* Instruction A:
Return the part of the news roundup that runs from "Financial volatility continues." down to "close to MbS.", copied word for word.

* Passage:
:::::

Financial volatility continues. After suffering steep losses at the start of the week, financial markets rallied strongly on Wednesday and into Thursday, regaining all the lost ground from Monday. Weak industrial data from China released this week still shows signs of a slowdown.

Saudi shakeup leaves MbS still in control. King Salman reshuffled the Saudi cabinet on Thursday, swapping out top security personnel. But the maneuvers did not remove power from crown prince Mohammed bin Salman. The officials that were elevated are close to MbS.

Formal OPEC+ structure looks doubtful. After suggesting multiple times earlier this year that OPEC and its non-OPEC partners – led by Russia – would formalize a permanent governance architecture to coordinate their efforts, the group is now downplaying such a development. Russia’s energy minister Alexander Novak said that the increase in red tape, plus antitrust risks from the U.S. government, make the idea too risky. “There is a consensus that there will be no such organisation. That’s because it requires additional bureaucratic brouhaha in relation to financing, cartel, with the U.S. side,” Novak told reporters. Instead, Novak said they will continue to cooperate without institutionalizing the arrangement. “This won’t be an organisation, this is some mechanism of cooperation: to convene, to discuss, adopt some memorandums, joint resolutions,” Novak.

:::::

* Information supplied:

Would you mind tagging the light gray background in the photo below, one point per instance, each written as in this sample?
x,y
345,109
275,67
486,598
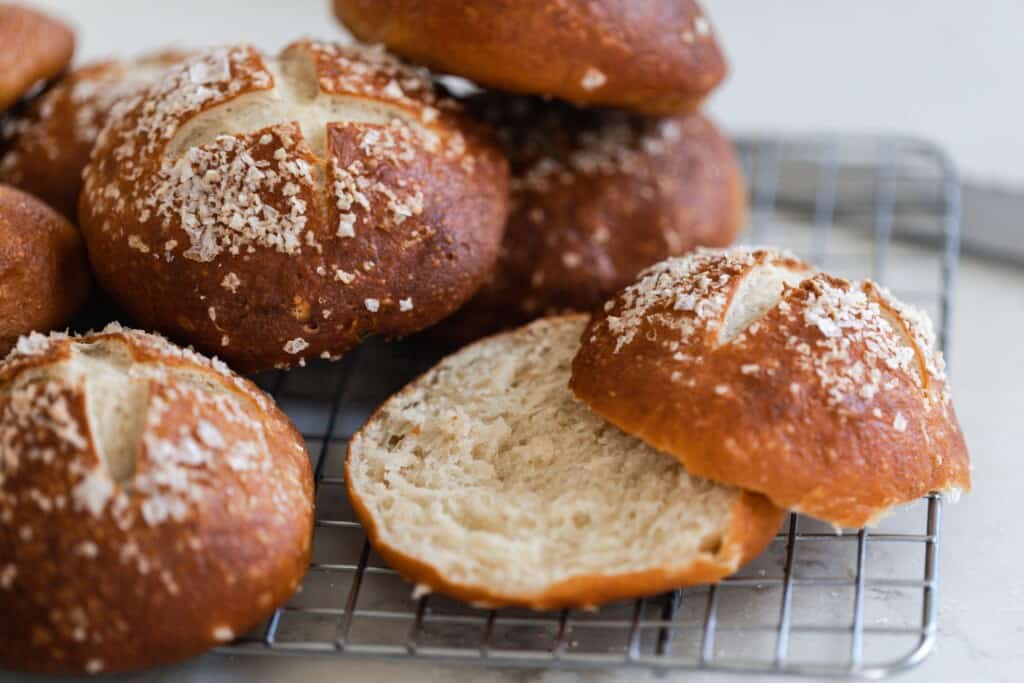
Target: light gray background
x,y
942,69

:::::

* Instruction B:
Write out every line of the records again, requests included, but offset each coordinate in the answers by adding 66 to it. Leave the pictures out.

* Correct answer A:
Financial volatility continues. After suffering steep losses at the start of the week, financial markets rallied strongly on Wednesday and into Thursday, regaining all the lost ground from Monday. Weak industrial data from China released this week still shows signs of a slowdown.

Saudi shakeup leaves MbS still in control. King Salman reshuffled the Saudi cabinet on Thursday, swapping out top security personnel. But the maneuvers did not remove power from crown prince Mohammed bin Salman. The officials that were elevated are close to MbS.

* Correct answer B:
Would you mind tagging the light gray background in the photo below, one point per instance, each written as in this sample?
x,y
345,109
275,67
486,598
Target: light gray background
x,y
1008,135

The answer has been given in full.